▸ **What the task requires**: In the records below, find the line containing "Indicate one point for each instance of the pavement" and restate it and all lines after it exactly, through the last line.

Referring expression pointing data
________________________________________

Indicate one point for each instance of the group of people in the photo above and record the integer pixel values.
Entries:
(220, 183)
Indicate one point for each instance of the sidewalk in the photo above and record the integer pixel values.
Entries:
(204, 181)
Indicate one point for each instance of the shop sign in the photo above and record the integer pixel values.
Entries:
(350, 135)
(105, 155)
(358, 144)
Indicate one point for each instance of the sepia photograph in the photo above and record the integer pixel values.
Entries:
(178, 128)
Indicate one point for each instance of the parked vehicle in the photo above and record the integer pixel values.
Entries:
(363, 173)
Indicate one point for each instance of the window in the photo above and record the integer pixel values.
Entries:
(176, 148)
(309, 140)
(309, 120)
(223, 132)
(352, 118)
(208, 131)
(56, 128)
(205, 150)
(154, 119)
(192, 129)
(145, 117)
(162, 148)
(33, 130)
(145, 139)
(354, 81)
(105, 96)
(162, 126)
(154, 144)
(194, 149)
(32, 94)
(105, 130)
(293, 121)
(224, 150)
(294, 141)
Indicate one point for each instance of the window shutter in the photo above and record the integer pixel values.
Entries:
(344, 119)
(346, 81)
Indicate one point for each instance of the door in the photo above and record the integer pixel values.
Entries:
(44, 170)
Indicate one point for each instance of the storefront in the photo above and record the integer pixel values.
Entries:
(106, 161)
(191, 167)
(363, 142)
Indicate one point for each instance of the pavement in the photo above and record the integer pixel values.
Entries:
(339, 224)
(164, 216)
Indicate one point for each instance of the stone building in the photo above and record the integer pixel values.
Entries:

________________________________________

▸ **Exercise solution**:
Indicate one point for each instance of the pavement in the photo above and record the integer pixel values.
Entries:
(339, 224)
(164, 216)
Indicate one point for each instance of the stone building in the photo above and record the integer pixel values.
Entries:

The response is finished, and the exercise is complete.